> _SET TASKS_:
(a) Can you print the part of the news article about the two converts charged in Turkey, starting with "Haydar Polat, attorney" and going on through "years in prison."?
(b) How would the news article about the two converts charged in Turkey go on, picking up after its final sentence?

Two former Muslims accused of insulting ‘Turkishness’ and Islam.

by Barbara G. Baker

ISTANBUL, October 31 (Compass Direct News) – A Turkish prosecutor slapped criminal charges against two converts to Christianity earlier this month, accusing them of “insulting Turkishness,” inciting hatred against Islam and secretly compiling data on private citizens for a local Bible correspondence course.

Hakan Tastan, 37, and Turan Topal, 46, joined the ranks of 97 other Turkish citizens hauled into court in the last 16 months over alleged violations of the country’s controversial Article 301 restricting freedom of speech.

Haydar Polat, attorney for the two Christians, said a state prosecutor in the Silivri Criminal Court filed a formal indictment against his clients on October 12. If convicted, the accused men could be sentenced from six months up to three years in prison.

The first hearing for the trial, which Polat said could be expected to continue for a year or more, is set for November 23 in Silivri, 45 miles west of Istanbul along the Marmara Sea coast.

Citing articles 301, 216 and 135 of the Turkish penal code, the indictment accused the defendants of approaching grade school children and high school students in Silivri and attempting to convert them to Christianity.

Detection annotation records:
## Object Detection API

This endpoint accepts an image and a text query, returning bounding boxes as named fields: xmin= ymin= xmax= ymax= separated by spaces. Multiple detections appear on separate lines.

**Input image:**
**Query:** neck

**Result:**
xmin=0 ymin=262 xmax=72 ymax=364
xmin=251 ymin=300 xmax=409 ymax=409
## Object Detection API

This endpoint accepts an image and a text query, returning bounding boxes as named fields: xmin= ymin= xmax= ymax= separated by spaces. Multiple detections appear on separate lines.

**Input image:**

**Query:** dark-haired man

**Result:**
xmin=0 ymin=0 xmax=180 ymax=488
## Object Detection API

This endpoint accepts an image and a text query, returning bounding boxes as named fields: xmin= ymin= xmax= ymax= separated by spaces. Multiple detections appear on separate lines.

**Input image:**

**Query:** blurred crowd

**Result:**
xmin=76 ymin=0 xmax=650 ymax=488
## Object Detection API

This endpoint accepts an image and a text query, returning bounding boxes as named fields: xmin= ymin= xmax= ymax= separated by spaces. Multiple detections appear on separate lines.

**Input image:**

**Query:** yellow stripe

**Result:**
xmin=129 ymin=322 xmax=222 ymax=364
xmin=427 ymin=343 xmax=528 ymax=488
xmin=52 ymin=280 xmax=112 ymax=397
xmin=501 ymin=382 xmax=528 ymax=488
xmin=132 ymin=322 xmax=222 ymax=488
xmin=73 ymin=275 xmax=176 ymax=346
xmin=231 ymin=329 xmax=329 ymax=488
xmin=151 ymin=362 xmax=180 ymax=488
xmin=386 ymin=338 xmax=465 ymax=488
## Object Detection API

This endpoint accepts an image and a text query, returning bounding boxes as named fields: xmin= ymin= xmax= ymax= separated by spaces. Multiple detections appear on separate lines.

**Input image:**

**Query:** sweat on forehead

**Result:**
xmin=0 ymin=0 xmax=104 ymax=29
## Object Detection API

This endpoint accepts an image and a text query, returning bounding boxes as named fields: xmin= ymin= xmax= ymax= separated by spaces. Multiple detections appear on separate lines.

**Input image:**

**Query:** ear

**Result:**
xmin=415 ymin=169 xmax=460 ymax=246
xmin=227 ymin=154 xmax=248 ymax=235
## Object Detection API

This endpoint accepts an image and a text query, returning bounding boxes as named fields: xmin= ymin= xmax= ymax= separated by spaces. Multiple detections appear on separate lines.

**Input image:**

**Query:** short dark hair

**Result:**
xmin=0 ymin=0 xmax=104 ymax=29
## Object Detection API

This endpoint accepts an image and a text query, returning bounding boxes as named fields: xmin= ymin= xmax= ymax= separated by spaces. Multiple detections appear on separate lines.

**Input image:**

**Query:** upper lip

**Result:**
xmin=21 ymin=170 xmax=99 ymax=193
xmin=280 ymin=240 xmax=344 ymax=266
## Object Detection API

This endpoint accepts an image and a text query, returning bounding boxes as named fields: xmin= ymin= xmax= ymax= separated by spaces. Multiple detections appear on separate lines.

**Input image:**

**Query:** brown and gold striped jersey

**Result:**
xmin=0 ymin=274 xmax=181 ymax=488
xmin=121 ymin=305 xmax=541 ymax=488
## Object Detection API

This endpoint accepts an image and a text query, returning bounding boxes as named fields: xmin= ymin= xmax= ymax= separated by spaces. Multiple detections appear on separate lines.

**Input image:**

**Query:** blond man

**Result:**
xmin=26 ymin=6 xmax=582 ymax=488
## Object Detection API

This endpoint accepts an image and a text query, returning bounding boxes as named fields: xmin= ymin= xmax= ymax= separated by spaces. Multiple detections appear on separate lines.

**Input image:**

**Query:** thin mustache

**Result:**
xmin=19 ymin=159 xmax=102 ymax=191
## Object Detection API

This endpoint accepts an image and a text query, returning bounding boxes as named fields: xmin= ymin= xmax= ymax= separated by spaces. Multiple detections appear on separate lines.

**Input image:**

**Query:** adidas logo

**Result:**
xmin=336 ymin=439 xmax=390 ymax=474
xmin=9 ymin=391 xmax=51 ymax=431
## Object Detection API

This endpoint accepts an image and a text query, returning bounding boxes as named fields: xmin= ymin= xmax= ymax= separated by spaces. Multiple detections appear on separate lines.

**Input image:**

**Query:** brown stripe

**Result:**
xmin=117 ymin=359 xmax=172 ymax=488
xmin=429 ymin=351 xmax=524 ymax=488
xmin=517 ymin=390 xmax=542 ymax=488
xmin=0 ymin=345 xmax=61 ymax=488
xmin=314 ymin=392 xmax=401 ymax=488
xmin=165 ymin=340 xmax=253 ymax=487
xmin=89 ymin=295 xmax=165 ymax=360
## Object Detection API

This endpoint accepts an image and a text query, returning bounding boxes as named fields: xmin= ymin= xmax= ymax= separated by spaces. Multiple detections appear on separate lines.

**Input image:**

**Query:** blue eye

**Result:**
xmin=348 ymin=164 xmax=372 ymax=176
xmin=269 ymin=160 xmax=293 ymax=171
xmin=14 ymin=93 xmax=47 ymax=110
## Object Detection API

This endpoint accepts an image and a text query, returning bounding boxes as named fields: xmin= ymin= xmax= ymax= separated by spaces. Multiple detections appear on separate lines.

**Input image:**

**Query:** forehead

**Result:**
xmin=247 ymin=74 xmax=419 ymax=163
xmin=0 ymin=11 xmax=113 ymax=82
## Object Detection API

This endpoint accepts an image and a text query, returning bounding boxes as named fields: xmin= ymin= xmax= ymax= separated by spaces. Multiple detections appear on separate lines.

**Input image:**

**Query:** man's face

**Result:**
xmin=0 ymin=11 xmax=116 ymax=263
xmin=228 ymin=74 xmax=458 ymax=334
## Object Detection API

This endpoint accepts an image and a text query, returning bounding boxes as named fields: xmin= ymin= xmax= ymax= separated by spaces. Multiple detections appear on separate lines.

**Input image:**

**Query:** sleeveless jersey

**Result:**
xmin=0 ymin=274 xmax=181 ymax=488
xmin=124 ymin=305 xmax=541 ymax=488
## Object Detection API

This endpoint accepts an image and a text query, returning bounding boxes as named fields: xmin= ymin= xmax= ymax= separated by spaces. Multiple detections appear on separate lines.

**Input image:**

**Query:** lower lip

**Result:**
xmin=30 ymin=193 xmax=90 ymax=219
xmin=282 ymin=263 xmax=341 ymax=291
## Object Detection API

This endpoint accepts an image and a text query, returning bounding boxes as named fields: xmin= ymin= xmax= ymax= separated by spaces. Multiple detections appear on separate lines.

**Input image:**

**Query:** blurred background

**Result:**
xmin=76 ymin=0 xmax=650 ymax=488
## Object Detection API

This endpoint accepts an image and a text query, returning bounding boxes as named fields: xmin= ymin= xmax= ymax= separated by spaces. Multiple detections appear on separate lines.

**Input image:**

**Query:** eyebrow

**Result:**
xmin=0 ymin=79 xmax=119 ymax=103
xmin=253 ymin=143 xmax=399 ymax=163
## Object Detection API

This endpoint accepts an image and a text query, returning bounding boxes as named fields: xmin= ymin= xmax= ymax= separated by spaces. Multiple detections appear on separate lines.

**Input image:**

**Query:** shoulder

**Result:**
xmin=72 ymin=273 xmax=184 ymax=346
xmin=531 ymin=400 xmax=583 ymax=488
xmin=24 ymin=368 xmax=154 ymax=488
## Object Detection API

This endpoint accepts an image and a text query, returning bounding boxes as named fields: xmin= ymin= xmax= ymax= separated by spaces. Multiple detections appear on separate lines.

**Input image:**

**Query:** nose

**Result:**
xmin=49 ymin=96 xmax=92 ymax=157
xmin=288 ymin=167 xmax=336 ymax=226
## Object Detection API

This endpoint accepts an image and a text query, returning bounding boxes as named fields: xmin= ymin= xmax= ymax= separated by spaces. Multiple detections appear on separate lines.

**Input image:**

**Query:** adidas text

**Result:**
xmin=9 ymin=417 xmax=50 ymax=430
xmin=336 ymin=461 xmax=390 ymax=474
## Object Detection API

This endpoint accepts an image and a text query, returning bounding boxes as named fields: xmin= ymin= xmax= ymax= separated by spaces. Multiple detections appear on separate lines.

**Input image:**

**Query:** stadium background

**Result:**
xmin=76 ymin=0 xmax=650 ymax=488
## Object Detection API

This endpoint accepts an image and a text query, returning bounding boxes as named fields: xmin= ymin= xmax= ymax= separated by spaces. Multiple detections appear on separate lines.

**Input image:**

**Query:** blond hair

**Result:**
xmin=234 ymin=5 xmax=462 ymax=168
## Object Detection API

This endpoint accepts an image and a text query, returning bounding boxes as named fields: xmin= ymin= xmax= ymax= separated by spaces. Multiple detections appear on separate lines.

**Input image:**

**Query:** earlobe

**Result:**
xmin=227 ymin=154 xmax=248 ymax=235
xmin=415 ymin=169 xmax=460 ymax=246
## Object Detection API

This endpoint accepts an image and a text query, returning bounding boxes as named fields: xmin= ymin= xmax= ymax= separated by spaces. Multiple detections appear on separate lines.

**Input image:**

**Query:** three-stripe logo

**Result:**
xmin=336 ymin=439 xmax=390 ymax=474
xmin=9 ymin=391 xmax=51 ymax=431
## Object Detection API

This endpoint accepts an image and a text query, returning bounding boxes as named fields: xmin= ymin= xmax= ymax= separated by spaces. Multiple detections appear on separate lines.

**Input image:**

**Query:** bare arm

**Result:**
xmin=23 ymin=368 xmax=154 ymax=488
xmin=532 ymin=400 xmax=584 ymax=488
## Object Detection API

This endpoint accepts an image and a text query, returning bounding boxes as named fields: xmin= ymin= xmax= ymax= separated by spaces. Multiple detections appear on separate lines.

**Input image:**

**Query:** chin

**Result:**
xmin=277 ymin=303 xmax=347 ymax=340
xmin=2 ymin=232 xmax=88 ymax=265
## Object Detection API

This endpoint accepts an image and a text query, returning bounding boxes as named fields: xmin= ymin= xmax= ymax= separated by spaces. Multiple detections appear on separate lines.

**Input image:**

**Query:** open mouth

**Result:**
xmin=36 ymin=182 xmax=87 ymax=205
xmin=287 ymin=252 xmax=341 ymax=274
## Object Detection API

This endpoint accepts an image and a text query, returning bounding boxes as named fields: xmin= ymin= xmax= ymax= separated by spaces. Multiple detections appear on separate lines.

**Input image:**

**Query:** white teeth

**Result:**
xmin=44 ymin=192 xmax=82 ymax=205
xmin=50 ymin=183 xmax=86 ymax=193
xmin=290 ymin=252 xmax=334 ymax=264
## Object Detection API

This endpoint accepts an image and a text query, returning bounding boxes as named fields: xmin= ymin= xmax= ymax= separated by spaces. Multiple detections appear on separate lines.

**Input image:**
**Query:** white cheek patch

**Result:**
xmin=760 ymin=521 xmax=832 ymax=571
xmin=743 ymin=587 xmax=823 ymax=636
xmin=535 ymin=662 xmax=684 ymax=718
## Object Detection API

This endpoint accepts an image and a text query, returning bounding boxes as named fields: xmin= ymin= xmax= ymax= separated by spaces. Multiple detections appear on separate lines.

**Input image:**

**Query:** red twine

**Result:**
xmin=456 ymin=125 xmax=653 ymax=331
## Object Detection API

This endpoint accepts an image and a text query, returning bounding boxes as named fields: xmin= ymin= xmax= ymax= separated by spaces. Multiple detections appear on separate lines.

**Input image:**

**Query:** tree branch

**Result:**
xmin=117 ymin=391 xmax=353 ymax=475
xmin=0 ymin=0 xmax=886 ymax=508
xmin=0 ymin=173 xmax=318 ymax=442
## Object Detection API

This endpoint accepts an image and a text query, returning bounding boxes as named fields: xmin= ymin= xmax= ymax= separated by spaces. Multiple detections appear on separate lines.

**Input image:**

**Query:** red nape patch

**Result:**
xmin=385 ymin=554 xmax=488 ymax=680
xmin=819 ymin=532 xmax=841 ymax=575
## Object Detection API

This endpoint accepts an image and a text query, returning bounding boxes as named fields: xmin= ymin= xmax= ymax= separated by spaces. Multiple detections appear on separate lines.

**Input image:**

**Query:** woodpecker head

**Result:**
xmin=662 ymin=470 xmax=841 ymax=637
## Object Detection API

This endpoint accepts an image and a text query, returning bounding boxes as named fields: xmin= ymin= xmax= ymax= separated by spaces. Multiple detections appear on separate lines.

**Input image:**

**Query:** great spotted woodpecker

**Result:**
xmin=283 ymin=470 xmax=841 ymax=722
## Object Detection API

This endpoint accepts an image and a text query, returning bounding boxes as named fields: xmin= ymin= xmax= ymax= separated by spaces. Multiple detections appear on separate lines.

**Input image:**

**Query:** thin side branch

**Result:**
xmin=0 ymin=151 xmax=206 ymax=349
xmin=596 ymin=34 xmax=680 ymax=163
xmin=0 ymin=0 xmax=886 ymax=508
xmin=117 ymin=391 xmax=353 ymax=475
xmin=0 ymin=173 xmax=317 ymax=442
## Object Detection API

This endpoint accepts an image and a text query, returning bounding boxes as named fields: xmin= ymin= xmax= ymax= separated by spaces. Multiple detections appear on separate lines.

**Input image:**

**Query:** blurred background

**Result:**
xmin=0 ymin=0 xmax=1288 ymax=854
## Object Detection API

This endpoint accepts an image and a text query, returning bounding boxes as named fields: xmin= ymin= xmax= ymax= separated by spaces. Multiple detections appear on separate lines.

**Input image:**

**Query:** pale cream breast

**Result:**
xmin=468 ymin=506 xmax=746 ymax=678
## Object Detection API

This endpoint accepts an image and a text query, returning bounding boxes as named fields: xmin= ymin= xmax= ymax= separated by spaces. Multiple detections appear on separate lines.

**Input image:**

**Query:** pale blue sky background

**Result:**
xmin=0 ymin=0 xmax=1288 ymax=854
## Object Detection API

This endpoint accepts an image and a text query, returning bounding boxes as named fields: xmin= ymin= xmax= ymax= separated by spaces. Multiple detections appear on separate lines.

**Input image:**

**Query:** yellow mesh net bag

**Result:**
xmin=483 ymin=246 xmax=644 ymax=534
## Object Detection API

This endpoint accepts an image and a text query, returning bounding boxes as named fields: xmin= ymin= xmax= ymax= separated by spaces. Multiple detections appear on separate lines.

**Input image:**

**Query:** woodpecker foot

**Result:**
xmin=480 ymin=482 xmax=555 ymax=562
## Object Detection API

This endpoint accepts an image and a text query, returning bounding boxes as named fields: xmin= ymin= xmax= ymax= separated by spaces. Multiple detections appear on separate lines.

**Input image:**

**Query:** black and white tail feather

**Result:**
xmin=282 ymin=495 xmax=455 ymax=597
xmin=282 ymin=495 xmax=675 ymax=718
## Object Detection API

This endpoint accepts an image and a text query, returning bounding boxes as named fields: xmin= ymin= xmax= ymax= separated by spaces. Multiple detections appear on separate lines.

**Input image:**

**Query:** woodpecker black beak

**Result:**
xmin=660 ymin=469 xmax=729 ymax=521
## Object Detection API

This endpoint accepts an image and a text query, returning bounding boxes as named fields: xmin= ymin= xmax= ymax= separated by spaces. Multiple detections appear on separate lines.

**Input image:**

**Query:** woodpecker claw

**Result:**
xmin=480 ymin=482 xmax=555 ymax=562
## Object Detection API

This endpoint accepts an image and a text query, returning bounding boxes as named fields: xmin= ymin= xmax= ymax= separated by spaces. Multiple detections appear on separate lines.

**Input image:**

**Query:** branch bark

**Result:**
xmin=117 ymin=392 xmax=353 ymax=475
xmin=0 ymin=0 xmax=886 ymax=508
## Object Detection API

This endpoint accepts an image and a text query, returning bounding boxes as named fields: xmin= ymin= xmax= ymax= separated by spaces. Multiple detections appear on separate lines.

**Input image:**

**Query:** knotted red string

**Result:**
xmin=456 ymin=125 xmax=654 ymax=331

> _ANSWER LIST_:
(a)
Haydar Polat, attorney for the two Christians, said a state prosecutor in the Silivri Criminal Court filed a formal indictment against his clients on October 12. If convicted, the accused men could be sentenced from six months up to three years in prison.

(b)
According to the written charges, the three plaintiffs, identified as 23-year-old Fatih Kose, 16-year-old Alper and Oguz, 17, claimed the two Christians had called Islam a “primitive and fabricated religion” and had described Turks as a “cursed people.”

They also accused the defendants of opposing the Turkish military, encouraging sexual misconduct and procuring funds from abroad to entice young people in Silivri to become Christians. Tastan and Topal deny all charges.

Gendarme Raid

It was not until the morning of October 11, when two carloads of gendarme officials appeared with a search warrant at Tastan’s home at 8 a.m., that either of the men knew they were under investigation.

The officers informed Tastan that a complaint had been made against him claiming he had unlicensed guns and was conducting illegal missionary activities. While Tastan and his wife and two small children looked on, the search team spent two hours combing their apartment in Buyukcekmece, on the western outskirts of Istanbul .

“Now let’s go to your office and find Turan,” the soldiers told Tastan, instructing him to call Topal and ask him to stay at the office until he arrived, without explaining why. Surprised that they knew his office address and the name of his office partner, Tastan later learned that a Silivri prosecutor had given the gendarme written permission to follow, photograph and secretly tape them for one month.

After searching the small bureau in Istanbul ’s Taksim district, the gendarme confiscated two computers and an array of books and papers. They then loaded the two Christians into their vehicles and drove them back to Silvri.

After hours of interrogation by military intelligence officials, the two men were released for the night and ordered to return the next morning to complete the investigation. By the end of October 12, they had recorded their formal statements before the prosecutor.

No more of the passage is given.